• [Article]
+++

In [None]:
import os

import matplotlib.pyplot as plt
import matplotlib.lines as mlines
import numpy as np

from matplotlib.transforms import Bbox
from scipy.optimize import fmin_tnc, newton
from tqdm import tqdm

In [None]:
# Figure text parameters
plt.rc('font', size=20)
plt.rc('text', usetex=True)
plt.rc('text.latex', preamble=r'\usepackage{amsmath,amssymb,bm,bbm,lmodern}')

In [None]:
# Figure parameters
name_mapping = {
    'method_1': 'Sample Mean',
    'method_2': 'Affine Mean',
    'method_3': 'Affine Weighted',
    'method_4': 'Maximum Likelihood'
}
colours = {
    'method_1': "black",
    'method_2': "red",
    'method_3': "gold",
    'method_4': "aqua",
  }
markers = {
    'method_1': 'x',
    'method_2': '^',
    'method_3': 'v',
    'method_4': 'o'
  }
styles = {
    'method_1': '-',
    'method_2': ":",
    'method_3': '--',
    'method_4': '-.'
  }
linewidths = {
    "method_1": 2, 
    "method_2": 4.5, 
    "method_3": 3.5, 
    "method_4": 3.5
}

num_points_plotted = 50  # Too many points leads to jitter
alpha = 0.4  # Opacity

In [None]:
N = 1000  # Num runs
n = 1000000  # Num ratings per run
p = 0.4  # True relevance

# True lambda distribution parameters. Replace if running weak bandwagon scenario.

+++

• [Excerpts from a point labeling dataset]
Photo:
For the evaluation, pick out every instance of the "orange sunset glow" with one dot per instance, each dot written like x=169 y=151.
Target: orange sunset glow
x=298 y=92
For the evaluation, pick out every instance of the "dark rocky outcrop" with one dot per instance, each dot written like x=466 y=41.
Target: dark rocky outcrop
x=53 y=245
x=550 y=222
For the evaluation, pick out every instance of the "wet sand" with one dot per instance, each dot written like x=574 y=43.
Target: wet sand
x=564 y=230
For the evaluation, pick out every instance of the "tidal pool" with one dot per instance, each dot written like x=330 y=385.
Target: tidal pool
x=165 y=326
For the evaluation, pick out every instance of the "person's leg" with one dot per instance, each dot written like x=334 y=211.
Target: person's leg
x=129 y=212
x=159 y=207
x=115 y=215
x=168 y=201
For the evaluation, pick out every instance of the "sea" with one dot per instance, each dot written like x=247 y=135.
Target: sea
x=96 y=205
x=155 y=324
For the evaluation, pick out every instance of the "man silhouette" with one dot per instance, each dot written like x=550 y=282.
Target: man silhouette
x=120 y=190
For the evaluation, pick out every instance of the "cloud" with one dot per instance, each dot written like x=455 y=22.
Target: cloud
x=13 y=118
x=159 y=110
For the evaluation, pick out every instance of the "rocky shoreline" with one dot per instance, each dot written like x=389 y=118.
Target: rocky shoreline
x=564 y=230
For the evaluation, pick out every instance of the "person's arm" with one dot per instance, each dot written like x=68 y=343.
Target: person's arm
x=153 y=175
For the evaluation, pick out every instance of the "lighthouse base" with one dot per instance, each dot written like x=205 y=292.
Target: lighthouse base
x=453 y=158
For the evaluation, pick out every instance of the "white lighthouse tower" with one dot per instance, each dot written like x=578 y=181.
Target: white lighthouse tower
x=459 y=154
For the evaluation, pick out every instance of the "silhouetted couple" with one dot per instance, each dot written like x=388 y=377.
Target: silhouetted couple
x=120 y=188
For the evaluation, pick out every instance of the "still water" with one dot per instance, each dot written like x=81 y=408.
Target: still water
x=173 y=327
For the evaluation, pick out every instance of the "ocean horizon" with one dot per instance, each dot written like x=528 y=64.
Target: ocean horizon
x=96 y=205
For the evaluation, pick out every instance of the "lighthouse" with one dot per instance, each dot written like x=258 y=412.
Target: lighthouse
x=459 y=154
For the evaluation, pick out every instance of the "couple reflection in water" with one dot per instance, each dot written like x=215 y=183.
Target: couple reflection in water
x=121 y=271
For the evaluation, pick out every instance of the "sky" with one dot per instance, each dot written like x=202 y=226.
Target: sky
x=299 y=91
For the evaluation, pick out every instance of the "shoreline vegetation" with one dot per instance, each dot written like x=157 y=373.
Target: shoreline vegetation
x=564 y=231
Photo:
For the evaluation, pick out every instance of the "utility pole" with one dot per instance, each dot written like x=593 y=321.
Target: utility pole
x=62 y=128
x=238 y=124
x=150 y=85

+++

• [Goals]
a – From the records, reproduce word for word the lines beginning with the one that contains "like x=215 y=183." and continuing through the one that contains "x=121 y=271".
b – Resume the ratings simulation notebook code after its last line.
The records are unrelated to the notebook code.

• [Expected results]
a –
For the evaluation, pick out every instance of the "couple reflection in water" with one dot per instance, each dot written like x=215 y=183.
Target: couple reflection in water
x=121 y=271

b –
a = 0.1
b = 0.95
graph_name = "strong_bw"

In [None]:
# Plotting helper variables
x_values = np.arange(1, n + 1)
plot_idx = (np.unique(np.geomspace(1,n,num_points_plotted).astype(int))-1).tolist()

In [None]:
# True lambda distribution: lambda_i = a + (1-a)*b**(i-1)
lambdas = a + (1 - a)*b**np.arange(n)

In [None]:
# Generate the data by iterating over Equation 4
R = np.zeros((N,n))  # Keep track of individual ratings
M = np.zeros((N,n))  # Keep track of sample mean
ri = np.random.rand(N) < p  # First rating sampled from Bernoulli(p)
R[:,0] = ri
M[:,0] = ri
m = ri

# Iterate over timesteps (all runs in parallel)
for i in tqdm(range(1,n)):
    pri = lambdas[i]*p + (1 - lambdas[i])*m  # Calculate P(r_n=1|\bar{p}_{n-1})
    ri = np.random.rand(N) < pri  # Sample new rating
    m = (m*i + ri)/(i + 1)  # Update sample mean
    R[:,i] = ri  # Record the new rating
    M[:,i] = m  # Record the new sample mean

In [None]:
# OPTIONAL: Only run this cell if using misestimated bandwagon values for estimators
a_hat, b_hat = 0.3305, 0.9185
lambdas_hat = a_hat + (1 - a_hat)*b_hat**np.arange(n)
lambdas = lambdas_hat

In [None]:
# Sample mean as it was prior to the rating at the same index
M_prev = np.concatenate((np.ones((N,1)), M[:,:-1]), axis=1)

In [None]:
# Affine estimators for each step
r_hat = (R - (1 - lambdas)*M_prev)/lambdas  # Equation 13

In [None]:
# Affine mean estimator
p_hat = np.cumsum(r_hat, axis=1)/np.arange(1, n+1)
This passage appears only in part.